In a recent study Mohammadamini et al. (2025a), Common Voice 18 was extended for En $\rightarrow$ CKB S2TT. In this work, the English Common Voice transcriptions were translated into Central Kurdish, resulting in 1,003 hours of English speech paired with Kurdish translations. The evaluation shows high performance for in-domain speech translation; however, for out-of-domain translation on standard benchmarks such as FLEURS, the performance is limited. Another study provides 3,200 hours of CKB $\rightarrow$ EN S2TT pseudo-labeled data using a pipeline composed of an ameliorated ASR and MT for Central Kurdish Mohammadamini et al. (2025b). FLEURS is a multi-way S2ST/S2TT corpus spanning 101 languages which includes X $\rightarrow$ CKB and CKB $\rightarrow$ X Conneau et al. (2023). This dataset is designed for few-shot learning and widely used as a main speech translation evaluation benchmark. Table 1 summarizes the reviewed resources.

Data scarcity extends beyond speech translation to text-based MT. Although Kurdish appears in commercial systems such as Google Translate and Microsoft Bing, there is no reliable large-scale Kurdish parallel dataset available to the research community. Among MT datasets that include Kurdish, we note FLEURS Conneau et al. (2023), FLORES Goyal et al. (2022), and the TICO-19 Anastasopoulos et al. (2020) benchmarks, which primarily serve for evaluation. In Ahmadi et al. (2022), a web-scraped corpus presented that includes approximately 2.2k EN $\rightarrow$ CKB pairs and about 12k KMR $\rightarrow$ CKB pairs. Hawta is the largest parallel corpus developed for Central Kurdish, comprising roughly 300k EN $\rightarrow$ CKB pairs, with a portion publicly available Amini et al. (2021). The text-only version of the dataset introduced in this paper, can serve as valuable resource for Kurdish MT.

#### Point annotation rows:
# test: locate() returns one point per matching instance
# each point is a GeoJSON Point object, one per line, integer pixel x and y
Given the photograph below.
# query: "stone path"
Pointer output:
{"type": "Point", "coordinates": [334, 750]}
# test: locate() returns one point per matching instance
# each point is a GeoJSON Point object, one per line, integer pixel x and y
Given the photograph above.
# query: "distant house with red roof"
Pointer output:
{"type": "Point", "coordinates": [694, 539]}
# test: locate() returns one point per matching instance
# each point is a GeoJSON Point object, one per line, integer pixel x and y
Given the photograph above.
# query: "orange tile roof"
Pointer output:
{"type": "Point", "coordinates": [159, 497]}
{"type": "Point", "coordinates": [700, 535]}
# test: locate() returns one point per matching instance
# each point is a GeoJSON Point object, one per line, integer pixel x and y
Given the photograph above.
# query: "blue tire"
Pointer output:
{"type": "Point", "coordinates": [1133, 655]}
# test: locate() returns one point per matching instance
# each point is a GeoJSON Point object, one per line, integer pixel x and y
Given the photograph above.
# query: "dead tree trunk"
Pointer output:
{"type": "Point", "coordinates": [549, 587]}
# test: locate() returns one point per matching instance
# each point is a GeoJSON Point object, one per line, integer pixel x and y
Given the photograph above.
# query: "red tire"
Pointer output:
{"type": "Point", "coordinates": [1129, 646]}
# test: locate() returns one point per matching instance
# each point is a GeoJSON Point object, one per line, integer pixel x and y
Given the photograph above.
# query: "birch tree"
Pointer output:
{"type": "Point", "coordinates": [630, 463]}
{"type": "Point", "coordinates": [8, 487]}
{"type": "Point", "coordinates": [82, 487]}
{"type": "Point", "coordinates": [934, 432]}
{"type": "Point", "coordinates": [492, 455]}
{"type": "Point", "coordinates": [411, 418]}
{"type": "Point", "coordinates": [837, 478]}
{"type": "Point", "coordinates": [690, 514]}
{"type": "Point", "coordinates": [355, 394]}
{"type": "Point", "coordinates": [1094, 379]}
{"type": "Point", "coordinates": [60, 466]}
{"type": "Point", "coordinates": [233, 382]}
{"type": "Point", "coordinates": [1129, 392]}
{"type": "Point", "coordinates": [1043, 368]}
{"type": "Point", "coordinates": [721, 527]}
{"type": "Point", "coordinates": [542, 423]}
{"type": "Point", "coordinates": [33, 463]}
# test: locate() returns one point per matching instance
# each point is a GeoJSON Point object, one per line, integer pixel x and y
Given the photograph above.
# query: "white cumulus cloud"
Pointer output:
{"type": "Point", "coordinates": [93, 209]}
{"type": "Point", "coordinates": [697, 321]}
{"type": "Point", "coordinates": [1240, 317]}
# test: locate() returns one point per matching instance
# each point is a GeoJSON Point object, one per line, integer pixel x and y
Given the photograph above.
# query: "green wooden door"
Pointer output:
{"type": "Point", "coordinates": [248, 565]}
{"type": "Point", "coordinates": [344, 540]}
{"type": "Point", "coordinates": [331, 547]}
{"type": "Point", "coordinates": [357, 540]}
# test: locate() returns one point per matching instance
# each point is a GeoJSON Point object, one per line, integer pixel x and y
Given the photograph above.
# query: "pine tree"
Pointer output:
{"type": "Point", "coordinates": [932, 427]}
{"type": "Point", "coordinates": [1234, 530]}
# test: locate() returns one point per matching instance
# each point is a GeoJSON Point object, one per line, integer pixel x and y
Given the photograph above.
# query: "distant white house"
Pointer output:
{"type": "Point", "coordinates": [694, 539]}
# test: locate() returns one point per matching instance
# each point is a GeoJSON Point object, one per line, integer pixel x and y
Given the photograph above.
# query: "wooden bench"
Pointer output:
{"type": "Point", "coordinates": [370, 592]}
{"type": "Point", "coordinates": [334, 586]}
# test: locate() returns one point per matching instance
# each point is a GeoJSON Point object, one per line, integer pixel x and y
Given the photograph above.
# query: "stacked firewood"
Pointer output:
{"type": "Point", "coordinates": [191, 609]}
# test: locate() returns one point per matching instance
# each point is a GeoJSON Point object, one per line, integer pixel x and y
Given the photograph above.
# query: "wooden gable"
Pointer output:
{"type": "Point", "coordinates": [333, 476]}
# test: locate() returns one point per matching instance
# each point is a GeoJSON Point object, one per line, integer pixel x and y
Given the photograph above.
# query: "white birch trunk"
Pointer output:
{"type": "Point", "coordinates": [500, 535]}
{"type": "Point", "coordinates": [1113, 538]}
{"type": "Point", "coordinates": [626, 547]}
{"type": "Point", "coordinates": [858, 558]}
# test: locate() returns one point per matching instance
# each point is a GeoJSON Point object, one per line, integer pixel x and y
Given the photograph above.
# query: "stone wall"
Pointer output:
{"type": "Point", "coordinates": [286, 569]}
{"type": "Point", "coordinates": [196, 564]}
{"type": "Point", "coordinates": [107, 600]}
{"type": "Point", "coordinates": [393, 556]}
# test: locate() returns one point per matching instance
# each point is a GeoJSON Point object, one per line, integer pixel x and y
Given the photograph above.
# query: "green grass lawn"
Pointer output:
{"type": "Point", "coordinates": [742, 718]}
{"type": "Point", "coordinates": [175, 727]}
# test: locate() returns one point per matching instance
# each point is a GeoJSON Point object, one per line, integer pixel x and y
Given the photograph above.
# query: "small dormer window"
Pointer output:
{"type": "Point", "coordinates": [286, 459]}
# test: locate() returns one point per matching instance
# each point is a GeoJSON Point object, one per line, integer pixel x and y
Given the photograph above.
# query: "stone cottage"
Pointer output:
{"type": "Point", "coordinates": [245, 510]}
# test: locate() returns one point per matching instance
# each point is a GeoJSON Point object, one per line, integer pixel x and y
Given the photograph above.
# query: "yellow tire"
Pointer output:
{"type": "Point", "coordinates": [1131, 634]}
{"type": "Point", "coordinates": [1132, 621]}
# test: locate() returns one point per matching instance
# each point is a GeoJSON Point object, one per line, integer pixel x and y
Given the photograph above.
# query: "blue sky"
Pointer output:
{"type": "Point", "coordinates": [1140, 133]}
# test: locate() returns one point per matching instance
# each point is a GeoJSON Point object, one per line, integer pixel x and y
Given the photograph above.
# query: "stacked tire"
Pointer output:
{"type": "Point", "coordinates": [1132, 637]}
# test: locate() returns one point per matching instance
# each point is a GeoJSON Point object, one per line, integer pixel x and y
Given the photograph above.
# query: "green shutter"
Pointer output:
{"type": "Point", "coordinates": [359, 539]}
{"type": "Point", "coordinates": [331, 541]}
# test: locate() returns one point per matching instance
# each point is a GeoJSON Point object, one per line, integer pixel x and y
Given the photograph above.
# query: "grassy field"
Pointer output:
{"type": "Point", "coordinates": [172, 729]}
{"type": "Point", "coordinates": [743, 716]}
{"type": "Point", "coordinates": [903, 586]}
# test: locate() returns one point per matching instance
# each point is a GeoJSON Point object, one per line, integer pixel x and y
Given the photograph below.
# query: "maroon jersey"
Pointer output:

==

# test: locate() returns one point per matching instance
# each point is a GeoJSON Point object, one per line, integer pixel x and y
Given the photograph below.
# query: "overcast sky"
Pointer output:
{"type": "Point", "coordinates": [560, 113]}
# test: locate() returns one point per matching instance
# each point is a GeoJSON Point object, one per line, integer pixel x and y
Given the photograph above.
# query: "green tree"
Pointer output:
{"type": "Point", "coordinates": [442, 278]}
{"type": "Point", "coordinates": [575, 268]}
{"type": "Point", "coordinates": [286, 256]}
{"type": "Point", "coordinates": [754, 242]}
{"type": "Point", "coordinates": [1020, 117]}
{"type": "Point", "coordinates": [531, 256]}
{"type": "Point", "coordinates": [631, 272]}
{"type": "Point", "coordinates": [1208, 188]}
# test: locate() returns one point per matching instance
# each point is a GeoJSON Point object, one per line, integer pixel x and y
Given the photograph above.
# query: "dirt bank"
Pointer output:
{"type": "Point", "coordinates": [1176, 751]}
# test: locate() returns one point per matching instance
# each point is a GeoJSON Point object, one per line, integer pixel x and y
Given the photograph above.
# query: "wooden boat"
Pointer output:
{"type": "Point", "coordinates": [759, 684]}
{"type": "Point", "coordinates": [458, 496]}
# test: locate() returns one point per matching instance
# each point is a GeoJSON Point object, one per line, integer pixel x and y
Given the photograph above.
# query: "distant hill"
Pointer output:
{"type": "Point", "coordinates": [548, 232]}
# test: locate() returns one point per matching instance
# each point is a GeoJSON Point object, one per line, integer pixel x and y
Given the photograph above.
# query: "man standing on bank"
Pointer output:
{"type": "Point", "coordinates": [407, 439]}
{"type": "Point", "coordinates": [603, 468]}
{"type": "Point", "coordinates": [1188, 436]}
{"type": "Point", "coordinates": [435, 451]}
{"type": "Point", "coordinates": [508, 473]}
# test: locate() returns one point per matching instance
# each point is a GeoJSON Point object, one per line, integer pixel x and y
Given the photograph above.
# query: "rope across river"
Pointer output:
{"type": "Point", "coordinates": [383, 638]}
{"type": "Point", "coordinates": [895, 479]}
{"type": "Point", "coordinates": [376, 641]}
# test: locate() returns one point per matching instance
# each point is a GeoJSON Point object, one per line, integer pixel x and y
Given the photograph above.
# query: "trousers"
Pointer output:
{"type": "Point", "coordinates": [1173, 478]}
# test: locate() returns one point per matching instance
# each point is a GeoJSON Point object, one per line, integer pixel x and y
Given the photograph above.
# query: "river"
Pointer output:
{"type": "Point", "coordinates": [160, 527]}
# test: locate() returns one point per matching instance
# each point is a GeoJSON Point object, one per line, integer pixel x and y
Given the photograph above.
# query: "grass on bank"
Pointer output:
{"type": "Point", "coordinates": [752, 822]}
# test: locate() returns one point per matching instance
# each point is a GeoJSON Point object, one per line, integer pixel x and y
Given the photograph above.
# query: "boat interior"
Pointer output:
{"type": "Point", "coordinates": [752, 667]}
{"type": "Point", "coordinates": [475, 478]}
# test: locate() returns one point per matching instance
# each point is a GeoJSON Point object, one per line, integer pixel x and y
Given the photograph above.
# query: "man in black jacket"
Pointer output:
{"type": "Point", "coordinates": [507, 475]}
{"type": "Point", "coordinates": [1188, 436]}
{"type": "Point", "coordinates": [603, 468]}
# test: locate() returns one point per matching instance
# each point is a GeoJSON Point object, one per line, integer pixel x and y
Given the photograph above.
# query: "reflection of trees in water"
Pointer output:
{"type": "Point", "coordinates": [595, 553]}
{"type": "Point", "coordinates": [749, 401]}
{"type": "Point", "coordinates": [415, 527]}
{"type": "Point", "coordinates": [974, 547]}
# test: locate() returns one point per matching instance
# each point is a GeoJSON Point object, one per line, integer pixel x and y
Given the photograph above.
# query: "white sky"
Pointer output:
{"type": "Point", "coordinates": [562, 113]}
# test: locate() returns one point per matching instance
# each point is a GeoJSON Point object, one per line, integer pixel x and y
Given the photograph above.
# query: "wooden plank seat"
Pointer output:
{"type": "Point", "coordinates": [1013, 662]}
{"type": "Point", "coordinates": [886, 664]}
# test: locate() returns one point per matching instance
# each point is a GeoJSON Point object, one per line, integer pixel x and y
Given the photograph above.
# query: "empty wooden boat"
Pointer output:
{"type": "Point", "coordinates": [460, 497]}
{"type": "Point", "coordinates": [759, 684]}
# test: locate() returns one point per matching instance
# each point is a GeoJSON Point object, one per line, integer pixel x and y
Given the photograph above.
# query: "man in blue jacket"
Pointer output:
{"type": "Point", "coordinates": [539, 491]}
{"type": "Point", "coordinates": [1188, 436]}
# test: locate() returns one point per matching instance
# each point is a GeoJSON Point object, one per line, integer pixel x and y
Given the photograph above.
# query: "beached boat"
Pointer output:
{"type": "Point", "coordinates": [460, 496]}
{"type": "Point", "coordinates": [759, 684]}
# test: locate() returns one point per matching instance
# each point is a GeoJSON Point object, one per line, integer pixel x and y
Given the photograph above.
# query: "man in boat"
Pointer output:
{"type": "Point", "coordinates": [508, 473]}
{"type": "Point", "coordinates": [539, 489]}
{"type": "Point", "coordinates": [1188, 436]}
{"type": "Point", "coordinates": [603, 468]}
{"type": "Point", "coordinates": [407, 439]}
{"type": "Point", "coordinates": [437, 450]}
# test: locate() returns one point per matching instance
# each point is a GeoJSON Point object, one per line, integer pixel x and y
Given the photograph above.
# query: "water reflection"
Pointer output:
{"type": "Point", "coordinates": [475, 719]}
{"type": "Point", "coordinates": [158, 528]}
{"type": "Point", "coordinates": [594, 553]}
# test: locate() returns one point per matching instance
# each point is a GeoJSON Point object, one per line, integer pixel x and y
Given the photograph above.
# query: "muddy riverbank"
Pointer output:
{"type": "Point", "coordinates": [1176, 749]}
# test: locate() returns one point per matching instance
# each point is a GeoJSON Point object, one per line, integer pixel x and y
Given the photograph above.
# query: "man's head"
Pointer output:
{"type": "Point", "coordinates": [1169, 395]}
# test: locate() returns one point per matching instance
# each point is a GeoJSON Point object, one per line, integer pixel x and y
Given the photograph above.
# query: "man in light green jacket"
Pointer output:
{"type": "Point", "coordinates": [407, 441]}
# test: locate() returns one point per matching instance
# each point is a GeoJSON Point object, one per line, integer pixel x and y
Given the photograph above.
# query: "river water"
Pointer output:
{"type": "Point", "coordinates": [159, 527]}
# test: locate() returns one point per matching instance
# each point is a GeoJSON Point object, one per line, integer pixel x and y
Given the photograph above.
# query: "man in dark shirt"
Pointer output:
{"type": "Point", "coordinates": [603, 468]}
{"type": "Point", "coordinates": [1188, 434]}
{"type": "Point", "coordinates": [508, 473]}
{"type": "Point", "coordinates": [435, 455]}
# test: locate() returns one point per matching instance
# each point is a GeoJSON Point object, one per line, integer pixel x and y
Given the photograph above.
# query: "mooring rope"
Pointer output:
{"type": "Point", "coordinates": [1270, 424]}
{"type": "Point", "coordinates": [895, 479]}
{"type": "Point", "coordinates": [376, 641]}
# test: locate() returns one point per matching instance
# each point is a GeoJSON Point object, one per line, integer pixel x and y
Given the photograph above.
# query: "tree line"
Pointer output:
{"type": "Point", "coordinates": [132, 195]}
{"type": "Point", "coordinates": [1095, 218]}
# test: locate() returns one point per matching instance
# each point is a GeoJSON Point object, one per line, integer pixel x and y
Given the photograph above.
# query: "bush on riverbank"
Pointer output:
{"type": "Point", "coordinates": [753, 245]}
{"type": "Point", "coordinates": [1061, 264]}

* * *

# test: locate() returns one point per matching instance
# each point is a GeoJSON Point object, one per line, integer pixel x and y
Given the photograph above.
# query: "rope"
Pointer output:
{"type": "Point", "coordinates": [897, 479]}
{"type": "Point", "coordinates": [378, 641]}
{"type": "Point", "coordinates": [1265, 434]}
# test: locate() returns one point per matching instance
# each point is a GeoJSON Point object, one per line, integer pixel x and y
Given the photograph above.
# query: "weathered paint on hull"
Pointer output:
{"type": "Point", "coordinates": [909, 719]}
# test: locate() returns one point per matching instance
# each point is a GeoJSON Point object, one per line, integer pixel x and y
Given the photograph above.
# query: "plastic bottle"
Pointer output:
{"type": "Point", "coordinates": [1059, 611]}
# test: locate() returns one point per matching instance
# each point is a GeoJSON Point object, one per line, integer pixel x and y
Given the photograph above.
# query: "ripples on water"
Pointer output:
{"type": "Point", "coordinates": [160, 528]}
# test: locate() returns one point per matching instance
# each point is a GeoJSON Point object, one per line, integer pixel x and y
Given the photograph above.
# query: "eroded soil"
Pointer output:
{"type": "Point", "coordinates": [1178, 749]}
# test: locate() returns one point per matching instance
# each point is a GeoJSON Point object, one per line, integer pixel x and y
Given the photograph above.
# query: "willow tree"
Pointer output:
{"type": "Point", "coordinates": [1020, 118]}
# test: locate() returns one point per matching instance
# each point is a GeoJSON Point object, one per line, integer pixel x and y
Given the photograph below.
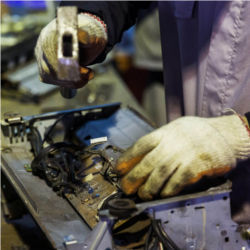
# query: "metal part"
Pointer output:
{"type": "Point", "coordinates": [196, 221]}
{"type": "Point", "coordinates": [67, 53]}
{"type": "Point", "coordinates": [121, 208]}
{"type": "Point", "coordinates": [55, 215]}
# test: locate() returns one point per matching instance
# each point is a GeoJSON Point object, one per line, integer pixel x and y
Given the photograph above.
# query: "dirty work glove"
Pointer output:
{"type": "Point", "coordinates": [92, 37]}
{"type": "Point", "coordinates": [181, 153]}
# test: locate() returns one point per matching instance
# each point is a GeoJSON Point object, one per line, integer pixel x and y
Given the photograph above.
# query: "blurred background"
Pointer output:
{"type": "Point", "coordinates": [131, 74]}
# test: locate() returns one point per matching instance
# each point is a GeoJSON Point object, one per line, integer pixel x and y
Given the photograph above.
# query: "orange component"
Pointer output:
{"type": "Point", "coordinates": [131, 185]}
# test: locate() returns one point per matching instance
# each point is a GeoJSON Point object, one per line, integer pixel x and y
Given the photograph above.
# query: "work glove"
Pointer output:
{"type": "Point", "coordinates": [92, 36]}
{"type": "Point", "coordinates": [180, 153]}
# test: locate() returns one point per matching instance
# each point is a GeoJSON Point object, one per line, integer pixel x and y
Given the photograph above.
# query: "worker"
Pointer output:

#### Tasks and exercises:
1. Pull out every line of the rows that contains the string "white".
2. Pick up the passage on Kurdish translation datasets from where it stops and continue it.

#### Per-task answers:
1.
# query: "white cumulus cloud"
# query: "distant white house"
# query: "white birch trunk"
# query: "white sky"

2.
Dataset	Source	Target	Size (hours)	Kurdish
Must-C	EN	14 langs	[237,505]	$\times$
TEDx	EN	7 langs	[15,189]	$\times$
Aug-LibriSpeech	EN	FR	212	$\times$
CoVoST 2 EN $\rightarrow$ X	EN	15 langs	415	$\times$
CoVoST 2 X $\rightarrow$ EN	21 langs	EN	[3,225]	$\times$
VoxPopuli	15 European langs	15 European langs	[1,463]	$\times$
Indic-TEDST	EN	9 Indian langs	[2,100]	$\times$
FLEURS	102 langs	102 langs	1,400	$\surd$
Kuvost	EN	CKB	1,003	$\surd$
Pseudo-labeled	CKB	EN	3,200	$\surd$

Table 1: Speech translation datasets. The size column shows the range of speech data (hours) for language pairs in each dataset.

3. Kurdish TED Speech Translation Corpus

3.1. The Kurdish TED Translator Community

Founded in 2015 by Kurdish translation enthusiasts, the Kurdish TED Translator Community grew rapidly at Koya University, where volunteers primarily from the Departments of Linguistics and English Literature translated a large share of the talks. Approximately 1,500 talks are translated through this initiative, with the remainder produced by other volunteers. We outline the workflow to help mobilize similar communities to create resources for speech translation and language technology more broadly. The end-to-end process—preparing students, translating, and publishing TED Talks—proceeds in three phases:

•

Training phase: Senior students are invited to translate TED Talks. Training consists of four online workshops (three hours each over one week) covering: (1) basic translation techniques (e.g., treatment of proper and country names, figurative language), (2) Kurdish grammar, (3) punctuation conventions, and (4) hands-on guidance for using the Amara and CaptionHub¹¹1https://www.captionhub.com/ platforms that host TED transcripts.
•

Translation phase: Students claim assignments and apply the workshop guidelines. They work in groups of 4–5 to support one another with technical or linguistic challenges throughout the translation process.
•

Editing and feedback phase: An experienced translator (the instructor) reviews each submission, either flagging errors for revision or making minor edits and approving the translation for publication. In both cases, students are encouraged to compare their submissions with the final versions using Amara/CaptionHub tools to internalize corrections for future work.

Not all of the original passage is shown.